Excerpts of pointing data
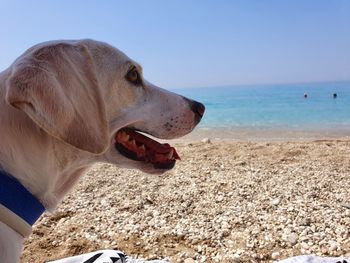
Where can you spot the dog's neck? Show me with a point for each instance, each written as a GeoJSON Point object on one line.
{"type": "Point", "coordinates": [49, 171]}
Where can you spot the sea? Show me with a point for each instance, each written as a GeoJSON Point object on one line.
{"type": "Point", "coordinates": [275, 110]}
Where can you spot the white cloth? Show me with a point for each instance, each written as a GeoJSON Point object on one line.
{"type": "Point", "coordinates": [314, 259]}
{"type": "Point", "coordinates": [104, 256]}
{"type": "Point", "coordinates": [116, 256]}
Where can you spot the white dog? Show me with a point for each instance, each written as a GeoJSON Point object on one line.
{"type": "Point", "coordinates": [65, 105]}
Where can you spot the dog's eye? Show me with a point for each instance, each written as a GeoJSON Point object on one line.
{"type": "Point", "coordinates": [133, 76]}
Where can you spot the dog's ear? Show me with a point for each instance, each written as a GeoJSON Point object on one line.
{"type": "Point", "coordinates": [56, 86]}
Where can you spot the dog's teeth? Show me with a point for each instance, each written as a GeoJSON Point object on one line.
{"type": "Point", "coordinates": [142, 148]}
{"type": "Point", "coordinates": [132, 142]}
{"type": "Point", "coordinates": [169, 155]}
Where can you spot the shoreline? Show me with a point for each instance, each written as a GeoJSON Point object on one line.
{"type": "Point", "coordinates": [264, 134]}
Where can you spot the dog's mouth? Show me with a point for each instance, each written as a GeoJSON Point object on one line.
{"type": "Point", "coordinates": [138, 147]}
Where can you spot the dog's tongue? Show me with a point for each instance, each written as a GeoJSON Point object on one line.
{"type": "Point", "coordinates": [152, 145]}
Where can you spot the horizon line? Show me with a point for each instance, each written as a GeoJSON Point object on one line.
{"type": "Point", "coordinates": [261, 84]}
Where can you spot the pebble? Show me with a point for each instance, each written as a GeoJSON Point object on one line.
{"type": "Point", "coordinates": [239, 204]}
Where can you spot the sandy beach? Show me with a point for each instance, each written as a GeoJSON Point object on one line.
{"type": "Point", "coordinates": [226, 201]}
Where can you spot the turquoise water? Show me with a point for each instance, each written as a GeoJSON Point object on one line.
{"type": "Point", "coordinates": [275, 106]}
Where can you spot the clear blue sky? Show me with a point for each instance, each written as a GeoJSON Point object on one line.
{"type": "Point", "coordinates": [195, 43]}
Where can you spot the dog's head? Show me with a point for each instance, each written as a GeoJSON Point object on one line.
{"type": "Point", "coordinates": [94, 98]}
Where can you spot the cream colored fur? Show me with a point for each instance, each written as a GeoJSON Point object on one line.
{"type": "Point", "coordinates": [61, 104]}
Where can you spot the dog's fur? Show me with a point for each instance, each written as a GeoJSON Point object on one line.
{"type": "Point", "coordinates": [61, 104]}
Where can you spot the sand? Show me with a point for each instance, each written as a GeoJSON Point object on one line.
{"type": "Point", "coordinates": [226, 201]}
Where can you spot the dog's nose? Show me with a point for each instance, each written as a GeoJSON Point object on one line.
{"type": "Point", "coordinates": [197, 107]}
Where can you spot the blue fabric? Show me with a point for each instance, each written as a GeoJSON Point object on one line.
{"type": "Point", "coordinates": [18, 199]}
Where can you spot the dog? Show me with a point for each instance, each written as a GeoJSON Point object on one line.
{"type": "Point", "coordinates": [65, 105]}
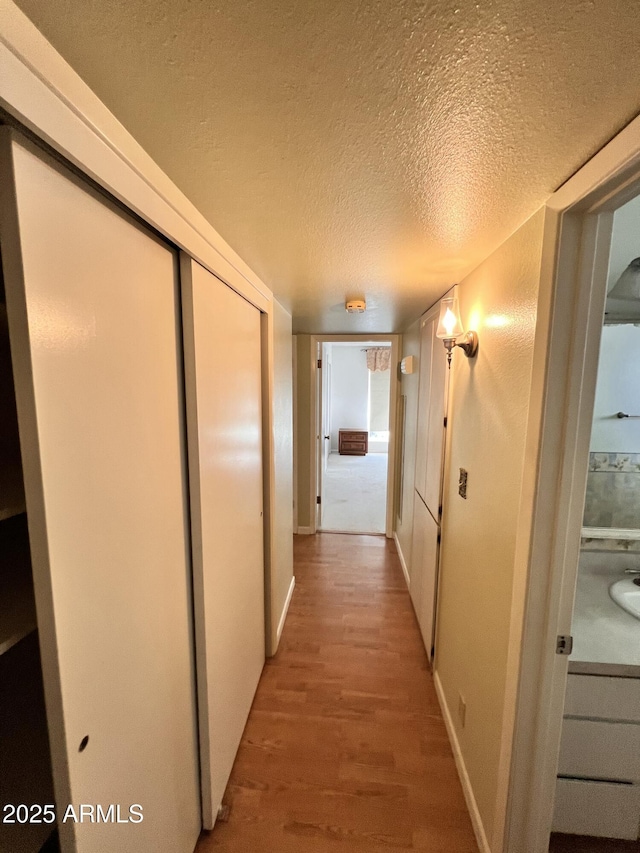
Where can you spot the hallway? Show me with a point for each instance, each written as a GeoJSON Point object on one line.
{"type": "Point", "coordinates": [345, 748]}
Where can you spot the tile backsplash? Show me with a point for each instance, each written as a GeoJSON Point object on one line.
{"type": "Point", "coordinates": [613, 490]}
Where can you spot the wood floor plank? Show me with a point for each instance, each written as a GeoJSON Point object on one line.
{"type": "Point", "coordinates": [345, 748]}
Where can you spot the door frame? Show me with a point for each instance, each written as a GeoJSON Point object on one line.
{"type": "Point", "coordinates": [575, 254]}
{"type": "Point", "coordinates": [315, 443]}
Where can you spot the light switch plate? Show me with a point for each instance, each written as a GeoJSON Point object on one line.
{"type": "Point", "coordinates": [462, 483]}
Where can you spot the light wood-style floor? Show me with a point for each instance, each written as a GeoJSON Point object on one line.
{"type": "Point", "coordinates": [345, 748]}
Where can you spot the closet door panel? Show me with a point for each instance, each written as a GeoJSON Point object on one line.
{"type": "Point", "coordinates": [93, 312]}
{"type": "Point", "coordinates": [427, 329]}
{"type": "Point", "coordinates": [426, 614]}
{"type": "Point", "coordinates": [224, 415]}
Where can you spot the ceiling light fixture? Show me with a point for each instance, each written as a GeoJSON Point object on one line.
{"type": "Point", "coordinates": [450, 328]}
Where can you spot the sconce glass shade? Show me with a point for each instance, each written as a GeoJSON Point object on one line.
{"type": "Point", "coordinates": [449, 322]}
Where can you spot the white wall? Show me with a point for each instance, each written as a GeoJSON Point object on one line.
{"type": "Point", "coordinates": [379, 389]}
{"type": "Point", "coordinates": [409, 386]}
{"type": "Point", "coordinates": [282, 553]}
{"type": "Point", "coordinates": [488, 412]}
{"type": "Point", "coordinates": [618, 389]}
{"type": "Point", "coordinates": [349, 390]}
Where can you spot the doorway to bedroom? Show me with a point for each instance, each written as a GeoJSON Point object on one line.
{"type": "Point", "coordinates": [354, 393]}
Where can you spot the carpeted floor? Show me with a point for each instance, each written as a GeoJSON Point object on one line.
{"type": "Point", "coordinates": [355, 493]}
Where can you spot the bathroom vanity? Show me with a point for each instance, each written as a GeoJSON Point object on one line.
{"type": "Point", "coordinates": [598, 787]}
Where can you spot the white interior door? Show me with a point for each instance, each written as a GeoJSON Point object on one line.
{"type": "Point", "coordinates": [424, 570]}
{"type": "Point", "coordinates": [427, 331]}
{"type": "Point", "coordinates": [93, 312]}
{"type": "Point", "coordinates": [224, 418]}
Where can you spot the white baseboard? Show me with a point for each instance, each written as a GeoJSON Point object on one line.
{"type": "Point", "coordinates": [402, 560]}
{"type": "Point", "coordinates": [285, 609]}
{"type": "Point", "coordinates": [474, 813]}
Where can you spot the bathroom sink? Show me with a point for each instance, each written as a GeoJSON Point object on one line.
{"type": "Point", "coordinates": [626, 595]}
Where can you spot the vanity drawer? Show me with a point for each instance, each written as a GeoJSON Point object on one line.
{"type": "Point", "coordinates": [603, 697]}
{"type": "Point", "coordinates": [602, 809]}
{"type": "Point", "coordinates": [596, 749]}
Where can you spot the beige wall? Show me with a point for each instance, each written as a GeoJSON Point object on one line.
{"type": "Point", "coordinates": [282, 554]}
{"type": "Point", "coordinates": [409, 388]}
{"type": "Point", "coordinates": [488, 409]}
{"type": "Point", "coordinates": [303, 419]}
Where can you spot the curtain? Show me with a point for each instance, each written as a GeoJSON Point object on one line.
{"type": "Point", "coordinates": [379, 358]}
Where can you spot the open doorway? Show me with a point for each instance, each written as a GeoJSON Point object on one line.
{"type": "Point", "coordinates": [575, 781]}
{"type": "Point", "coordinates": [597, 793]}
{"type": "Point", "coordinates": [354, 406]}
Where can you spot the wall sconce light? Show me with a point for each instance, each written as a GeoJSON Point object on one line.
{"type": "Point", "coordinates": [450, 329]}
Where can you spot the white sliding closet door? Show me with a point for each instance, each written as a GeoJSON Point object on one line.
{"type": "Point", "coordinates": [224, 417]}
{"type": "Point", "coordinates": [94, 321]}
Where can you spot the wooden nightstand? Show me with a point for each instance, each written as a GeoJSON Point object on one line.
{"type": "Point", "coordinates": [353, 442]}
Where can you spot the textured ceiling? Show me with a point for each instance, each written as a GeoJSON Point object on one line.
{"type": "Point", "coordinates": [377, 149]}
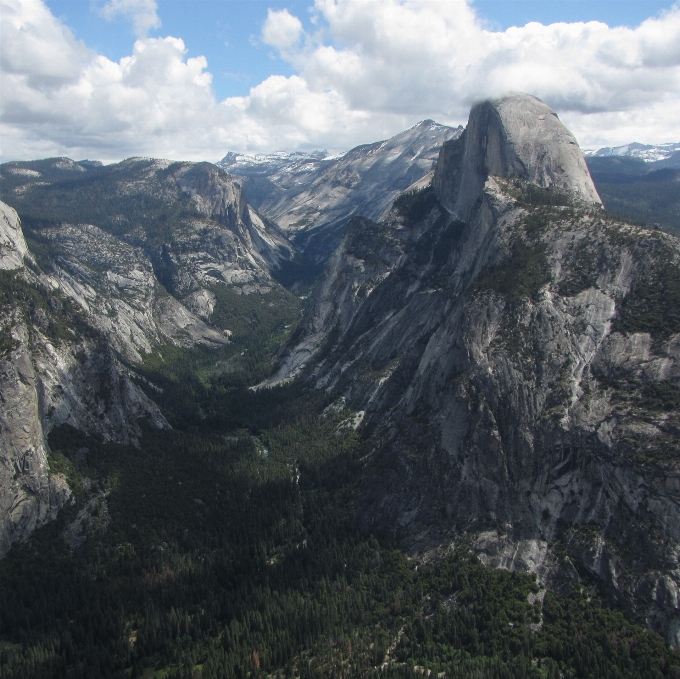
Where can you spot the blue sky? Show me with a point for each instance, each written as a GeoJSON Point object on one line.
{"type": "Point", "coordinates": [227, 32]}
{"type": "Point", "coordinates": [194, 79]}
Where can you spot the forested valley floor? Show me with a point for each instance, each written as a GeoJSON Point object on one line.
{"type": "Point", "coordinates": [226, 547]}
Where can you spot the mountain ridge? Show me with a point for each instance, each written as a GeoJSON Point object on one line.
{"type": "Point", "coordinates": [506, 379]}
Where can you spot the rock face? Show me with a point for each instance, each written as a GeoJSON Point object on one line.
{"type": "Point", "coordinates": [54, 369]}
{"type": "Point", "coordinates": [312, 198]}
{"type": "Point", "coordinates": [516, 136]}
{"type": "Point", "coordinates": [517, 355]}
{"type": "Point", "coordinates": [125, 260]}
{"type": "Point", "coordinates": [142, 245]}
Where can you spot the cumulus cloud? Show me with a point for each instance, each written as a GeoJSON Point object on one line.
{"type": "Point", "coordinates": [369, 69]}
{"type": "Point", "coordinates": [281, 29]}
{"type": "Point", "coordinates": [142, 13]}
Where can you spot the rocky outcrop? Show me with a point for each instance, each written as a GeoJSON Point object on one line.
{"type": "Point", "coordinates": [55, 368]}
{"type": "Point", "coordinates": [12, 244]}
{"type": "Point", "coordinates": [127, 259]}
{"type": "Point", "coordinates": [517, 136]}
{"type": "Point", "coordinates": [312, 198]}
{"type": "Point", "coordinates": [516, 353]}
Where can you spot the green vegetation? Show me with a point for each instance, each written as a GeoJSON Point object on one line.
{"type": "Point", "coordinates": [227, 547]}
{"type": "Point", "coordinates": [119, 200]}
{"type": "Point", "coordinates": [520, 275]}
{"type": "Point", "coordinates": [652, 305]}
{"type": "Point", "coordinates": [582, 272]}
{"type": "Point", "coordinates": [56, 315]}
{"type": "Point", "coordinates": [237, 557]}
{"type": "Point", "coordinates": [417, 204]}
{"type": "Point", "coordinates": [7, 342]}
{"type": "Point", "coordinates": [630, 190]}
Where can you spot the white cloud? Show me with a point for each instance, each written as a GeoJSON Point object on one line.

_Problem to work on_
Take the line that contains "Where can you spot the forested" and each line after it down to the last of the records, and retype them exactly; add nothing else.

_Answer to the problem_
Where can you spot the forested valley floor? Show me with a point for each instance, each written as a GeoJSON Point object on one line.
{"type": "Point", "coordinates": [226, 547]}
Where can you spot the mountain ridge? Show me with a point for each instance, each written as a GeoJSON Point object on one line.
{"type": "Point", "coordinates": [506, 379]}
Where can you spot the rock face? Show me with a point for each instance, each written as a GeoJSON Point object on one line.
{"type": "Point", "coordinates": [54, 369]}
{"type": "Point", "coordinates": [312, 198]}
{"type": "Point", "coordinates": [516, 136]}
{"type": "Point", "coordinates": [517, 355]}
{"type": "Point", "coordinates": [125, 260]}
{"type": "Point", "coordinates": [142, 245]}
Where can you spot the cumulus cloud? Show me with a point for each instance, each written as a GeoJSON Point object on one line.
{"type": "Point", "coordinates": [369, 69]}
{"type": "Point", "coordinates": [281, 29]}
{"type": "Point", "coordinates": [142, 13]}
Where can you spot the rocky outcrop? Show me with a point for each instance, each written as a GeoJSON Point object on one line.
{"type": "Point", "coordinates": [55, 368]}
{"type": "Point", "coordinates": [12, 244]}
{"type": "Point", "coordinates": [127, 259]}
{"type": "Point", "coordinates": [517, 136]}
{"type": "Point", "coordinates": [312, 198]}
{"type": "Point", "coordinates": [516, 353]}
Where can you spot the green vegetation? Show me with a point for each instance, each written as a GeoJSON Point object on one line.
{"type": "Point", "coordinates": [227, 547]}
{"type": "Point", "coordinates": [119, 200]}
{"type": "Point", "coordinates": [520, 275]}
{"type": "Point", "coordinates": [652, 305]}
{"type": "Point", "coordinates": [582, 272]}
{"type": "Point", "coordinates": [56, 315]}
{"type": "Point", "coordinates": [237, 557]}
{"type": "Point", "coordinates": [417, 204]}
{"type": "Point", "coordinates": [7, 342]}
{"type": "Point", "coordinates": [630, 190]}
Where can you spot the white cloud? Show me with a point for each instance, each written as a GeoJSON Point object on one line.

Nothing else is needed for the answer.